═══ Data listing ═══
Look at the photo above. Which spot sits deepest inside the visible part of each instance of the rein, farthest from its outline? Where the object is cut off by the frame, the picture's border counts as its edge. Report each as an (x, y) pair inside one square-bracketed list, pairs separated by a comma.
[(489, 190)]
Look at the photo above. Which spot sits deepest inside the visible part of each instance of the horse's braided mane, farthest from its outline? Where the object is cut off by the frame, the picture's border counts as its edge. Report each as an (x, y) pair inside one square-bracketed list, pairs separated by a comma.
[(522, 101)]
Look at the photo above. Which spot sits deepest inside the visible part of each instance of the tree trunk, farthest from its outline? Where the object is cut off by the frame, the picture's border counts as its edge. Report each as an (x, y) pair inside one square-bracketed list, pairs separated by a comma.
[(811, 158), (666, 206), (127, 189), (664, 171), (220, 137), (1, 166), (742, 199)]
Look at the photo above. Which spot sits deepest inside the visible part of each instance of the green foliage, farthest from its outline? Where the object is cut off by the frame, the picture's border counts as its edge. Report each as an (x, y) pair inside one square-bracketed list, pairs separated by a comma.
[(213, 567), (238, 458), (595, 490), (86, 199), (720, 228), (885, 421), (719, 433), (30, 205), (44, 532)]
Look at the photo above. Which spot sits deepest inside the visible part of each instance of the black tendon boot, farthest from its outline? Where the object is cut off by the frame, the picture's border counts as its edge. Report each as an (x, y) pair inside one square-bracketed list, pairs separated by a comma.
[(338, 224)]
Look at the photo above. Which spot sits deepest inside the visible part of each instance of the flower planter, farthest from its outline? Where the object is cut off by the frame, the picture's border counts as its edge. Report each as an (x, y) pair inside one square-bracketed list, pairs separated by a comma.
═══
:: Your instructions ::
Could you turn the material above into a numbered list, leaving out any blank lines?

:: Solution for this task ::
1. Look at the photo above. Which spot sits deepest inside the visible part of each instance of the rein, farthest from its outline? Where the object is cut off by the frame, the picture's border counts as its edge. Report each as an (x, y) pair inside one square-bracketed list, pairs separated by a comma.
2. [(489, 190)]
3. Look at the photo above. Which spot sits deepest inside the visible part of each instance of the horse's braided mane, farthest from its outline? Where the object is cut off by the frame, the picture's border counts as its edge. Report each as an (x, y) pair inside one square-bracketed list, pairs separated by a comma.
4. [(522, 101)]
5. Look at the photo above. Which spot sits deepest inside the visible part of each instance of the tree trunk, farthest from its outline? Where the object is cut off by the frame, the picture's border counts as its edge. Report each as an (x, y) pair inside one square-bracketed list, pairs separated by a comma.
6. [(811, 158), (666, 206), (127, 189), (664, 171), (220, 137), (1, 166), (742, 199)]
7. Look at the photo above. Which spot sits deepest inside the visible part of each instance of the green foliage, farthest from its outline? Where the object is cut off by the frame, the picture's border counts as its edge. Report each as an (x, y) pair inside one square-bracketed list, pairs separated by a comma.
8. [(213, 567), (238, 458), (595, 490), (86, 199), (720, 228), (885, 421), (719, 433), (30, 205), (44, 532)]
9. Look at the photo above. Which spot sits deepest inside the visible part of each instance of the black tendon boot, farthest from its outline? Where the object is cut off by the frame, the picture's border counts as its edge. Report each as an (x, y) pair inside one square-bracketed list, pairs separated by a comma.
10. [(338, 224)]
11. Look at the photo above. Which spot sits deepest inside the visible part of each instance of the flower planter, farthest from its outline? Where the object is cut off by the frame, the picture's border counts as its edge. Report each as an (x, y) pair inside one square-bracketed list, pairs separated by a comma.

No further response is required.